Passage provided:
Finally, there is iridescence, ‘a form of structural colouration … in which hue is dependent on viewing angel’. Think fish scales and the pearly insides of some shellfish. Iridescence ‘can provide some of the most saturated and colourful displays in nature’. Which brings me to a fascinating presentation I heard at the Twentieth International Botanical Congress in Madrid, in 2024. Beverly Glover, director of Cambridge Botanic Garden gave an excellent plenary lecture on the ‘evolution and development of iridescent petals’. Her prime example was Hibiscus trionum, also known as flower-of-the-hour or bladder ketmia (ketmia being a Latinisation of French and Arabic words for hibiscus).
Bladder ketmia is a shrubby annual or perennial, about a metre high and wide, native to Africa, Europe, western Asia and, until 2011, possibly Australia. Turns out there are three similar looking species of Hibiscus in Australia, two of which have become weedy in agricultural land, but no true Hibiscus trionum. In any case, most flowers on these apparently closely related species in Australia seem to share the iridescence studied by Beverly Glover and her colleagues.
That iridescence is physical rather than chemical, but at a microscopic scale. Early in her career, Beverely Glover wondered why the surface cells in petals are often cone-shaped. She found that in addition to providing a better grip for crawling, or clinging, insects, this lumpy surface intensifies flower colour by focussing light into fluid-filled spaces within the cell called vacuoles. Mutant flowers without conical surface cells look paler, to us and to some potential pollinators (although bees are more interested in getting a firm grip on the petal).
Surface texture can vary within a flower, with the petals of a bladder ketmia typically dark purple at their base, without any purchase for an insect but – at certain angles – a distinctive sheen. This is iridescence, a ‘structural colour’, which Glover compares to a soap bubble which only has colour when it interferes with light. Blue butterflies are perhaps the best-known example of this in the animal kingdom, gaining their blue colour solely from iridescence.

Problem 1:
Repeat the passage on iridescent petals word for word from "Surface texture can" to "solely from iridescence.".
Problem 2:
Write what comes next in the passage on iridescent hibiscus petals, picking up after its final sentence.

[Stored data entries]

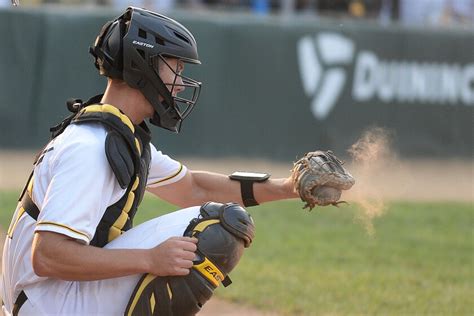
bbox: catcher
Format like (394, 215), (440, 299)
(1, 7), (354, 315)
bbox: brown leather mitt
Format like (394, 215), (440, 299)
(292, 151), (355, 210)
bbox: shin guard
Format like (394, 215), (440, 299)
(125, 202), (255, 316)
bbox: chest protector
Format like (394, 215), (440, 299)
(20, 95), (151, 247)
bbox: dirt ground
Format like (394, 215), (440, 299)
(0, 150), (474, 316)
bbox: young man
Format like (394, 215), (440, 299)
(1, 8), (297, 315)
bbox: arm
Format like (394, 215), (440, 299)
(32, 231), (197, 281)
(148, 170), (298, 207)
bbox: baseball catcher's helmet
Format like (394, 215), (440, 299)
(89, 7), (201, 132)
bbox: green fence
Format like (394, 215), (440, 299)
(0, 8), (474, 159)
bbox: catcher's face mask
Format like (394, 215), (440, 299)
(152, 55), (201, 121)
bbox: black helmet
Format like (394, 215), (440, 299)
(89, 7), (201, 132)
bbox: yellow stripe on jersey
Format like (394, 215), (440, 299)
(36, 221), (90, 240)
(7, 206), (25, 238)
(150, 293), (156, 315)
(148, 163), (183, 185)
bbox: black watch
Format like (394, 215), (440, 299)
(229, 171), (270, 206)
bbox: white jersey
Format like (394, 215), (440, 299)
(1, 123), (187, 311)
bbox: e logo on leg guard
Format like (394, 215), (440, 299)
(125, 202), (255, 316)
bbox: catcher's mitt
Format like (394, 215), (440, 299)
(292, 151), (355, 210)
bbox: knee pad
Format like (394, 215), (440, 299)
(125, 202), (255, 316)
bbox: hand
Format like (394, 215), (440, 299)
(144, 237), (198, 276)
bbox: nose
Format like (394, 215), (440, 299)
(174, 76), (185, 94)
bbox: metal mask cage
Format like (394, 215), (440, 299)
(152, 55), (201, 120)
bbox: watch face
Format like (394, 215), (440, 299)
(233, 171), (268, 178)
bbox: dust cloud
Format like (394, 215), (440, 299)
(345, 127), (401, 235)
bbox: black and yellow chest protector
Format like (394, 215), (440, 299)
(71, 104), (151, 247)
(20, 96), (151, 247)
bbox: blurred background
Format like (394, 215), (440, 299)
(0, 0), (474, 161)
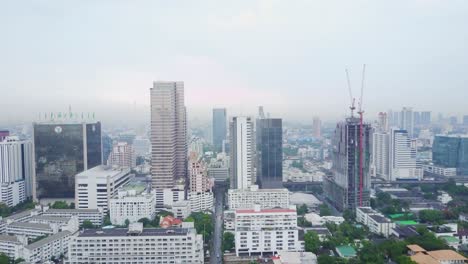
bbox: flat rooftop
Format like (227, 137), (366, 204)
(78, 228), (191, 237)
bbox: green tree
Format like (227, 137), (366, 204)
(81, 220), (95, 229)
(138, 217), (151, 227)
(419, 209), (444, 224)
(304, 231), (320, 254)
(0, 253), (10, 264)
(223, 232), (235, 251)
(319, 204), (332, 216)
(296, 204), (309, 215)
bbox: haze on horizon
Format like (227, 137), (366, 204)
(0, 0), (468, 126)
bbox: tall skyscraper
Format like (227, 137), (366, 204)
(372, 128), (423, 181)
(107, 142), (136, 168)
(420, 111), (431, 126)
(432, 135), (468, 175)
(312, 117), (322, 138)
(400, 107), (414, 137)
(0, 136), (34, 206)
(33, 122), (102, 199)
(389, 129), (423, 180)
(213, 108), (227, 152)
(256, 118), (283, 189)
(150, 81), (187, 189)
(323, 117), (372, 211)
(377, 112), (388, 132)
(229, 116), (254, 189)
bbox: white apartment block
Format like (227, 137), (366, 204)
(22, 231), (77, 263)
(0, 235), (28, 259)
(6, 222), (55, 239)
(107, 142), (136, 168)
(65, 223), (204, 264)
(228, 185), (289, 210)
(42, 208), (104, 226)
(356, 207), (395, 237)
(229, 116), (255, 189)
(235, 206), (304, 256)
(188, 192), (214, 212)
(0, 136), (34, 202)
(75, 165), (130, 213)
(109, 190), (156, 225)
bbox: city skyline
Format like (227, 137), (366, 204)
(0, 0), (468, 124)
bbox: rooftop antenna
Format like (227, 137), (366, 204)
(345, 69), (356, 117)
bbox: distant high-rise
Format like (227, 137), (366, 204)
(323, 117), (372, 211)
(377, 112), (388, 132)
(150, 81), (187, 189)
(0, 137), (34, 206)
(33, 122), (102, 199)
(420, 111), (431, 126)
(229, 116), (254, 189)
(213, 108), (227, 152)
(107, 141), (136, 168)
(312, 117), (322, 138)
(389, 129), (423, 180)
(400, 107), (414, 137)
(432, 135), (468, 175)
(256, 118), (283, 189)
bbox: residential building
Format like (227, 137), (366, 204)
(432, 135), (468, 175)
(33, 122), (102, 199)
(229, 116), (255, 189)
(75, 165), (130, 213)
(0, 136), (34, 202)
(65, 223), (204, 264)
(312, 117), (322, 138)
(235, 206), (304, 256)
(227, 185), (290, 210)
(107, 142), (136, 168)
(399, 107), (414, 138)
(356, 207), (395, 237)
(22, 231), (77, 263)
(109, 190), (156, 225)
(213, 108), (227, 152)
(256, 118), (283, 189)
(323, 117), (371, 211)
(0, 235), (28, 259)
(150, 81), (187, 189)
(42, 208), (104, 226)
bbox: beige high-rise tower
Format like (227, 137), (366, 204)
(150, 81), (187, 189)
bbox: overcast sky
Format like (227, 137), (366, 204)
(0, 0), (468, 125)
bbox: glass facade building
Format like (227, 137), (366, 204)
(256, 118), (283, 189)
(34, 122), (102, 199)
(213, 108), (227, 152)
(432, 135), (468, 175)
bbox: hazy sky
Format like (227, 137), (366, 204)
(0, 0), (468, 125)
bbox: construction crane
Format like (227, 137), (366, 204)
(345, 64), (366, 206)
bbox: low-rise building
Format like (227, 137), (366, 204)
(356, 207), (395, 237)
(65, 223), (204, 264)
(42, 208), (104, 226)
(75, 165), (130, 213)
(228, 185), (290, 210)
(109, 190), (156, 225)
(235, 205), (304, 256)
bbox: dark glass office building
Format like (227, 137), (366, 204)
(256, 118), (283, 189)
(34, 122), (102, 199)
(213, 108), (227, 152)
(432, 135), (468, 175)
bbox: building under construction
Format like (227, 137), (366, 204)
(323, 117), (371, 211)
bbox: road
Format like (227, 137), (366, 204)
(210, 187), (225, 264)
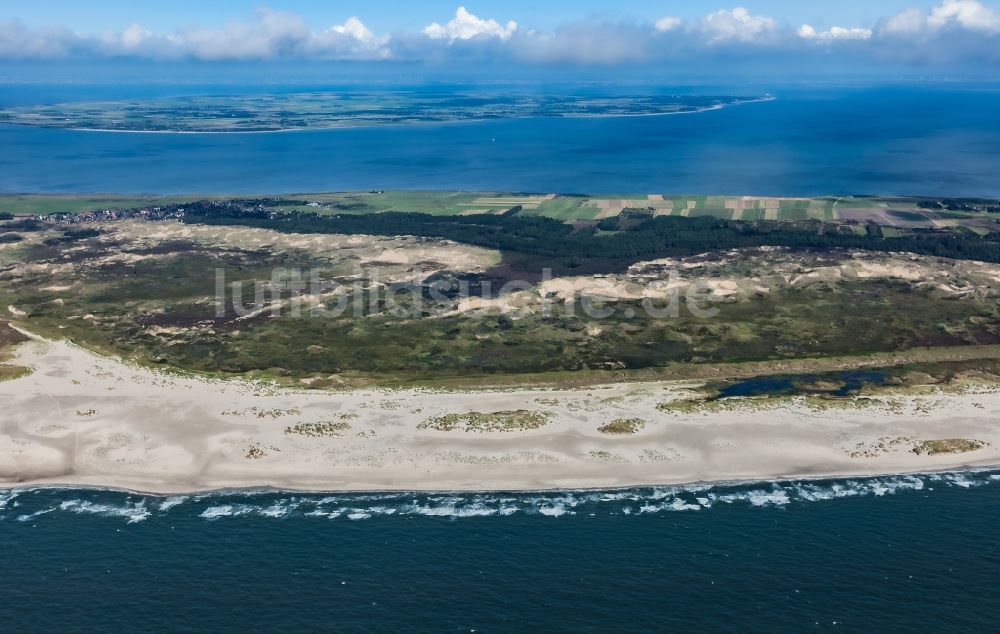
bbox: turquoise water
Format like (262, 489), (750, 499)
(0, 85), (1000, 196)
(0, 471), (1000, 632)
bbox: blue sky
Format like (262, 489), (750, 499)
(0, 0), (936, 33)
(0, 0), (1000, 75)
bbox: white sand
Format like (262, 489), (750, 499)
(0, 330), (1000, 493)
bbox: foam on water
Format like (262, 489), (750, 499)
(7, 470), (1000, 524)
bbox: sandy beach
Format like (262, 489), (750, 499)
(0, 330), (1000, 493)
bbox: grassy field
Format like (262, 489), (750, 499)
(0, 221), (1000, 386)
(0, 190), (988, 224)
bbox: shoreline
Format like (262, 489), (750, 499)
(0, 329), (1000, 495)
(2, 96), (778, 135)
(0, 462), (1000, 498)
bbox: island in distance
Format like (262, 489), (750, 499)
(0, 191), (1000, 492)
(0, 87), (771, 132)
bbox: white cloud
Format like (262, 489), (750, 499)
(798, 24), (872, 41)
(423, 7), (517, 42)
(700, 7), (778, 43)
(0, 0), (1000, 70)
(653, 15), (684, 31)
(927, 0), (1000, 33)
(879, 0), (1000, 36)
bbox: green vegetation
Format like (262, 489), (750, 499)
(417, 409), (550, 433)
(184, 204), (1000, 275)
(0, 194), (215, 220)
(597, 418), (646, 436)
(913, 438), (990, 456)
(0, 87), (753, 132)
(285, 421), (351, 438)
(0, 320), (31, 381)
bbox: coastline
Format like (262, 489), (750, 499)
(0, 462), (1000, 498)
(3, 95), (778, 135)
(0, 328), (1000, 495)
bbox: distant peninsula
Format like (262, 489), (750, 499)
(0, 90), (772, 133)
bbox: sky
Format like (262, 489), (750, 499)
(0, 0), (1000, 75)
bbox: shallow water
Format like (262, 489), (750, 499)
(0, 85), (1000, 196)
(0, 471), (1000, 632)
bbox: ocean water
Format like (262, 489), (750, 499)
(0, 84), (1000, 197)
(0, 85), (1000, 632)
(0, 471), (1000, 632)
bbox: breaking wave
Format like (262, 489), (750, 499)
(0, 470), (1000, 524)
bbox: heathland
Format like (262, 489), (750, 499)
(0, 192), (1000, 490)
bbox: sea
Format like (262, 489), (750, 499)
(0, 471), (1000, 632)
(0, 82), (1000, 632)
(0, 83), (1000, 197)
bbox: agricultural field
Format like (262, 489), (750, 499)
(0, 215), (1000, 388)
(0, 190), (1000, 235)
(0, 89), (770, 133)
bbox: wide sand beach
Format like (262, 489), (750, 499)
(0, 330), (1000, 493)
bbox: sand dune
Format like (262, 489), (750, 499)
(0, 330), (1000, 492)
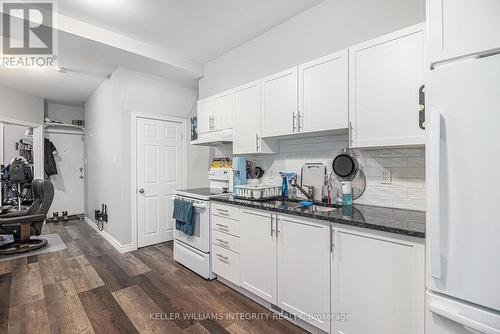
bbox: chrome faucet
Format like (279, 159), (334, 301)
(290, 176), (314, 200)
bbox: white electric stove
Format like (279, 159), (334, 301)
(174, 168), (233, 279)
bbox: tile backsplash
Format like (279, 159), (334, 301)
(215, 134), (425, 210)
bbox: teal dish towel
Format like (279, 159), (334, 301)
(172, 198), (194, 236)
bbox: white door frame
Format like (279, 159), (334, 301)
(0, 116), (45, 180)
(130, 111), (188, 249)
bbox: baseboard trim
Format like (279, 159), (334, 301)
(84, 217), (137, 253)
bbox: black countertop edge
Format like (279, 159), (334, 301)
(210, 195), (425, 238)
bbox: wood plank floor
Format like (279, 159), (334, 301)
(0, 221), (305, 334)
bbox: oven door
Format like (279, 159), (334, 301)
(172, 196), (210, 253)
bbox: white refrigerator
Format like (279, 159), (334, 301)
(426, 54), (500, 334)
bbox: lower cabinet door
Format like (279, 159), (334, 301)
(212, 244), (240, 286)
(240, 209), (276, 304)
(277, 216), (330, 333)
(332, 230), (425, 334)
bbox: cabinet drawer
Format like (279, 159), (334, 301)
(212, 230), (240, 254)
(212, 203), (240, 220)
(212, 215), (240, 237)
(212, 245), (240, 286)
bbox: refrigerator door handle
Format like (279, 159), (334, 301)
(428, 110), (442, 280)
(429, 303), (500, 334)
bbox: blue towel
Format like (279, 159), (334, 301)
(172, 198), (194, 236)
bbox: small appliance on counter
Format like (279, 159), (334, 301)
(233, 157), (247, 196)
(280, 172), (297, 198)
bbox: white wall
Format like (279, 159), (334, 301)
(0, 86), (43, 124)
(85, 68), (198, 246)
(0, 124), (31, 164)
(200, 0), (425, 98)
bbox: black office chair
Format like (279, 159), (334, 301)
(0, 180), (54, 255)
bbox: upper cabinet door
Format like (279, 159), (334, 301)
(349, 24), (425, 147)
(262, 67), (298, 137)
(233, 81), (261, 154)
(198, 99), (215, 133)
(427, 0), (500, 63)
(213, 91), (233, 130)
(299, 49), (349, 132)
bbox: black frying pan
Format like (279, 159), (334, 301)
(332, 151), (359, 180)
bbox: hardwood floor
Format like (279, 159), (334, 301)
(0, 221), (304, 334)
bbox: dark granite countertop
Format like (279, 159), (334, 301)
(211, 195), (425, 238)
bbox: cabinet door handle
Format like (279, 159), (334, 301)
(347, 121), (352, 148)
(271, 215), (274, 237)
(276, 214), (281, 239)
(217, 254), (229, 262)
(330, 230), (334, 256)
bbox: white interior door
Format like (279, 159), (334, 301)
(45, 132), (85, 216)
(136, 118), (184, 247)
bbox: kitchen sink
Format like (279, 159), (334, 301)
(312, 205), (338, 212)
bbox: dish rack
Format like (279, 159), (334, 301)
(235, 185), (282, 201)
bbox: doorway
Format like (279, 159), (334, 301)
(135, 116), (186, 247)
(0, 117), (44, 210)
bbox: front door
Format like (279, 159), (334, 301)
(136, 118), (184, 247)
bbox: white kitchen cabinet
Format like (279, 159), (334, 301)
(198, 91), (233, 133)
(211, 244), (240, 285)
(240, 208), (276, 304)
(331, 229), (425, 334)
(349, 24), (425, 147)
(298, 49), (349, 133)
(427, 0), (500, 63)
(261, 67), (298, 138)
(233, 80), (279, 154)
(277, 215), (330, 333)
(212, 91), (234, 131)
(198, 99), (215, 133)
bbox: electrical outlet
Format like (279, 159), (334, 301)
(380, 168), (392, 184)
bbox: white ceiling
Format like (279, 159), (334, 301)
(0, 0), (324, 104)
(58, 0), (323, 63)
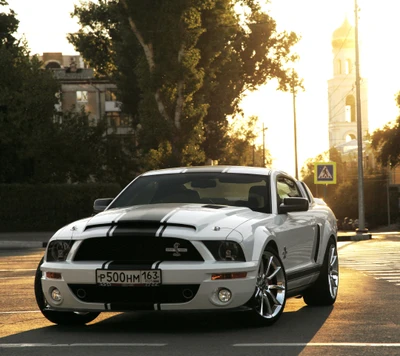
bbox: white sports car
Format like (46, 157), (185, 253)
(35, 166), (339, 325)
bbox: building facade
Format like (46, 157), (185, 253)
(328, 18), (369, 147)
(40, 53), (132, 135)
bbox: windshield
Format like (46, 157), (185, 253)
(109, 173), (271, 212)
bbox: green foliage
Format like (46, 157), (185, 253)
(0, 1), (59, 183)
(69, 0), (298, 167)
(371, 92), (400, 167)
(0, 184), (121, 232)
(326, 175), (399, 228)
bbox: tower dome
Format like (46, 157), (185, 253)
(332, 17), (355, 49)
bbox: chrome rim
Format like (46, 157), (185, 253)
(328, 245), (339, 298)
(254, 251), (286, 319)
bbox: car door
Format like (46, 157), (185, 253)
(274, 175), (318, 277)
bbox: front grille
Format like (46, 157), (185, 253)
(74, 236), (204, 264)
(68, 284), (199, 310)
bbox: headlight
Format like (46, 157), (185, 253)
(46, 240), (75, 262)
(203, 241), (246, 261)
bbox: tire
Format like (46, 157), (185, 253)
(34, 258), (100, 325)
(303, 239), (339, 306)
(250, 246), (287, 326)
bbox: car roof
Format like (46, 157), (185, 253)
(142, 166), (288, 176)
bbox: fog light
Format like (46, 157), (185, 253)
(218, 288), (232, 303)
(50, 287), (62, 303)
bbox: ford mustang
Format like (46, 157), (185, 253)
(35, 166), (339, 325)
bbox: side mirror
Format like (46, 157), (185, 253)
(93, 198), (114, 214)
(278, 197), (309, 214)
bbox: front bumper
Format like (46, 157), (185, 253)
(41, 261), (258, 311)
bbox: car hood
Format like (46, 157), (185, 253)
(56, 204), (265, 240)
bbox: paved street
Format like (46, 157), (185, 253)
(340, 233), (400, 287)
(0, 235), (400, 356)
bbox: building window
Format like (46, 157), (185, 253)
(345, 95), (356, 122)
(76, 90), (88, 103)
(106, 111), (131, 128)
(345, 59), (352, 74)
(337, 59), (342, 74)
(106, 89), (117, 101)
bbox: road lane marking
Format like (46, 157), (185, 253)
(232, 342), (400, 347)
(0, 268), (37, 272)
(0, 276), (35, 279)
(0, 342), (168, 349)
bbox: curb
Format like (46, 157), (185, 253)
(0, 241), (47, 250)
(337, 234), (372, 241)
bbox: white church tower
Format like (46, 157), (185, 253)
(328, 18), (368, 147)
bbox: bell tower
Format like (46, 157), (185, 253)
(328, 18), (368, 147)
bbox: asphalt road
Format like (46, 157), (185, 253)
(0, 234), (400, 356)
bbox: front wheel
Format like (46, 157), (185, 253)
(303, 239), (339, 306)
(251, 247), (286, 325)
(34, 258), (100, 325)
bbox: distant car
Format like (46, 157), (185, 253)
(35, 166), (339, 325)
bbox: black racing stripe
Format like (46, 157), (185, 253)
(118, 203), (182, 224)
(111, 221), (160, 237)
(101, 261), (111, 269)
(286, 266), (322, 281)
(106, 225), (113, 237)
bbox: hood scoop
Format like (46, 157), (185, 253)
(85, 220), (196, 236)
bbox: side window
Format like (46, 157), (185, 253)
(277, 176), (302, 204)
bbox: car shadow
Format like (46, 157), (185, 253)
(1, 302), (334, 351)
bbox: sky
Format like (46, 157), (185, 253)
(8, 0), (400, 175)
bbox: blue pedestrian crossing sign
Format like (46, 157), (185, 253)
(314, 162), (336, 184)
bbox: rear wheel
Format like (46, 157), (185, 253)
(34, 258), (100, 325)
(303, 239), (339, 306)
(251, 247), (286, 325)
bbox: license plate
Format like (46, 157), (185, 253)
(96, 269), (161, 287)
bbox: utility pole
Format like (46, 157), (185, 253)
(354, 0), (368, 233)
(292, 70), (299, 179)
(263, 123), (266, 167)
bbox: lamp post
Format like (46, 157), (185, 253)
(354, 0), (368, 233)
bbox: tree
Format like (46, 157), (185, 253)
(0, 0), (59, 183)
(371, 92), (400, 167)
(69, 0), (298, 170)
(218, 116), (272, 167)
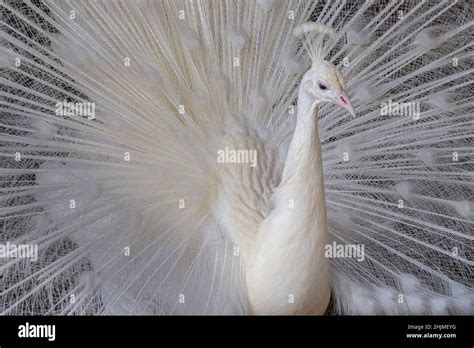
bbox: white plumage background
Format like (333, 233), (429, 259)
(0, 0), (474, 315)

Answer box 1:
Surface texture can vary within a flower, with the petals of a bladder ketmia typically dark purple at their base, without any purchase for an insect but – at certain angles – a distinctive sheen. This is iridescence, a ‘structural colour’, which Glover compares to a soap bubble which only has colour when it interferes with light. Blue butterflies are perhaps the best-known example of this in the animal kingdom, gaining their blue colour solely from iridescence.

Answer box 2:
Iridescence is less common in flowers but occurs across the flowering plant tree of life. Good examples are the maroon to almost black flowers of the queen of the night tulip and the metallic spots in some South African daisies. In the tulip, at least, the iridescence results from a regular set of grooves about one micron apart, not unlike the surface of a CD (or at a larger scale, a corrugated iron roof). Bees will find an iridescent flower sooner than one that isn’t, in the same we find a dropped iridescent object (like a CD) before a plain one.
Our bladder ketmia has conical cells on the white part – to help those poor bees get a grip – but a corrugated outer waxy layer (the cuticle) above non-conical surface cells in the dark area. These ‘nano-wrinkles’ or striations in the cuticle create the iridescence observed by insects. In her published work I see that while the nano-wrinkles in bladder ketmia are not perfectly aligned, as they might be in a CD or perhaps a tulip, that is more attractive to the pollinators studied than a more machine-made ‘diffraction grate’. As often seems to be the case, the attractiveness of a flower to a pollinator is the sum of its parts.
Note: Other than the Craven et al. (2011) reference, all other sources for this article will be provided in the final version of this essay, when including in my book about flowers.